» **ИСХОДНЫЙ ОТРЫВОК**
⟨

Третий образец – статья «Литературный источник „Смерти поэта“»175. Она начинается: «Жуковский написал на смерть Пушкина довольно милое, хотя и небезупречное по форме стихотворение. В нем, пересказывая свое же известное письмо к Сергею Львовичу спокойным и важным элегическим дистихом, впрочем, не выдержанным, рассказывал маститый Василий Андреевич, как был спокоен и важен лик усопшего Пушкина… Вся Россия была в той комнате, где бредил и стонал Пушкин, и этот самый тайный предсмертный лепет Пушкина подслушал Лермонтов…». А продолжается: «Уже первые строки стихотворения с настойчивой аллитерацией глухого П с гласным А – „ПОгиб ПОэт, невольник чести, ПАл, оклеветанный молвой“ – вызывали ощущение выстрелов и вместе стремительного невозвратимого падения, и вслед за тем несся тонкий свист той пули, которая отняла у России Пушкина: „С СВИнцом в груди и ЖАЖдой мести“. Это было тяжко, как воспоминание о дуэли у постели умирающего». Последняя фраза уже готова для беллетристики; но предшествующая ей импрессионистическая характеристика уже маскируется научным анализом аллитерации. Четвертый образец – это незаконченное исследование «Тютчев и Гейне», впервые опубликованное в ПИЛК: беловая глава о биографических контактах двух поэтов и черновые главы о сходстве приемов в их стихах. Биографическая глава, по уже разработанному немецкой наукой материалу, написана блестяще и читается как беллетристика. Аналитические главы – россыпь наблюдений, разумно сгруппированных, но нимало не срастающихся в структурное целое: вот ритм, вот аллитерации, а почему не выбрано для анализа что-нибудь другое, неизвестно. Так можно было описать переводные из Гейне стихотворения, сопоставляя их с оригиналом, – на этом Тынянов и остановился. Но это не было системой, пригодной для анализа любого стихотворения. Тынянов это понял: «уже в этот период (Венгеровский. – М. Г.) Тынянов стремится к созданию понятного, терминологического аппарата, который позволил бы теоретически четко осмыслять наблюдаемые историко-литературные факты (решение этой задачи не было им завершено)»176. Над тем, почему оно не было им завершено, мы и попробуем задуматься. Внешние причины этого очевидны – а внутренние?

⟩

» **ПОСТАВЛЕННАЯ ЗАДАЧА 1**
Где, согласно отрывку, впервые опубликовано незаконченное исследование «Тютчев и Гейне»?
» **ПОСТАВЛЕННАЯ ЗАДАЧА 2**
Найдите все строки записей, в которых встречается слово «pole», с учетом регистра.

» **ФРАГМЕНТЫ ДАННЫХ**
⟨

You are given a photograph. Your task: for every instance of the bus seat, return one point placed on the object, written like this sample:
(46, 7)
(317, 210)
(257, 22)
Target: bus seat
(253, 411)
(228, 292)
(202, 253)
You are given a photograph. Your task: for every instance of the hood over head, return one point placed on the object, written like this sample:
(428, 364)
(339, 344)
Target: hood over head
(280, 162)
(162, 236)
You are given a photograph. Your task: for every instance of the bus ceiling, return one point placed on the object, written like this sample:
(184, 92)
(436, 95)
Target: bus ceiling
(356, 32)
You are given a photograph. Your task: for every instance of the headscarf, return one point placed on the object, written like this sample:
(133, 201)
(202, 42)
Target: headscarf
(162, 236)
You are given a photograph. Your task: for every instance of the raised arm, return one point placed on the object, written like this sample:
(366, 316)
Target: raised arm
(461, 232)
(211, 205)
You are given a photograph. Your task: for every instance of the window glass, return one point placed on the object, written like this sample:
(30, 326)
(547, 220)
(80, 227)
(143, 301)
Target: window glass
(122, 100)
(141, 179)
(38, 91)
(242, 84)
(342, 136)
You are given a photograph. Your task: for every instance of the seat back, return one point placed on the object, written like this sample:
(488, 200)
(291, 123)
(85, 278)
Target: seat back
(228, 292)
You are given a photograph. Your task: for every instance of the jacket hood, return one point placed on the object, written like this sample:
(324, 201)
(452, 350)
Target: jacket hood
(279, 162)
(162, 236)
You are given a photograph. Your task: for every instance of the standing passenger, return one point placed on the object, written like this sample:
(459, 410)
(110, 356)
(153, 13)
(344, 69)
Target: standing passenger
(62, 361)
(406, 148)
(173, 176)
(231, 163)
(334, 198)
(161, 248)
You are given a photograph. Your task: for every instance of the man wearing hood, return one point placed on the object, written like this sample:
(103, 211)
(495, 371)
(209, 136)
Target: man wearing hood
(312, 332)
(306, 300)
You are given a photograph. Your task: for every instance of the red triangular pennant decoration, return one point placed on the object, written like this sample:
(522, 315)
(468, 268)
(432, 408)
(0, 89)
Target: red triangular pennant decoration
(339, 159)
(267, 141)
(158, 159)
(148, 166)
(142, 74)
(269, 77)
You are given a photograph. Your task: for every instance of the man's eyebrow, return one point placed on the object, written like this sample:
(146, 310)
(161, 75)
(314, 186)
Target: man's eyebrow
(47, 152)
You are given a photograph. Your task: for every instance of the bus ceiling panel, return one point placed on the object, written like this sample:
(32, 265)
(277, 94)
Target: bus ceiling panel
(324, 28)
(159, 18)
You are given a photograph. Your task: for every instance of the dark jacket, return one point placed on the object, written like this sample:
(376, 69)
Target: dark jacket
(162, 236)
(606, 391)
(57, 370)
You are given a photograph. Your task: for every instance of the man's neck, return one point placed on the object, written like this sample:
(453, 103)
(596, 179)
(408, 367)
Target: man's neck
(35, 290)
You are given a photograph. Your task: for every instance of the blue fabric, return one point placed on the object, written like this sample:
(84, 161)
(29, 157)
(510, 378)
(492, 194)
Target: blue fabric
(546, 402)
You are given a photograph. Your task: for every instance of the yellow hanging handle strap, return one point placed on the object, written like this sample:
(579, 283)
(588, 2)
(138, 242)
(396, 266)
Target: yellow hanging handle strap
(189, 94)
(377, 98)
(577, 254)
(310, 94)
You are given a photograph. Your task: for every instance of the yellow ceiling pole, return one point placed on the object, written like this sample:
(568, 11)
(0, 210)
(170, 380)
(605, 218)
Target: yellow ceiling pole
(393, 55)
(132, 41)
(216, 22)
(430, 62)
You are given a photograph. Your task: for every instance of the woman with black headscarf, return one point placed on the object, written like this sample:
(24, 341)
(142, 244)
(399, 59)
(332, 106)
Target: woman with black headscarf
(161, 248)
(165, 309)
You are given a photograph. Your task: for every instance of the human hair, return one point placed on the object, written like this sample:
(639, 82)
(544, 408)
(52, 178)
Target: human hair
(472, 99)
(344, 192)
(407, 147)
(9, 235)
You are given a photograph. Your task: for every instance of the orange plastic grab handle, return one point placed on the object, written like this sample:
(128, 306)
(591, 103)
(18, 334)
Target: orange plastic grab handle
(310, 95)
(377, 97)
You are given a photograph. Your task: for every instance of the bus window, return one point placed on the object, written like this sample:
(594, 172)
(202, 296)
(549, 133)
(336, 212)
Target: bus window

⟩

» **ПОЛНЫЙ ОТВЕТ 1**
В ПИЛК.

» **ПОЛНЫЙ ОТВЕТ 2**
You are given a photograph. Your task: for every instance of the yellow ceiling pole, return one point placed on the object, written like this sample:
Target: yellow ceiling pole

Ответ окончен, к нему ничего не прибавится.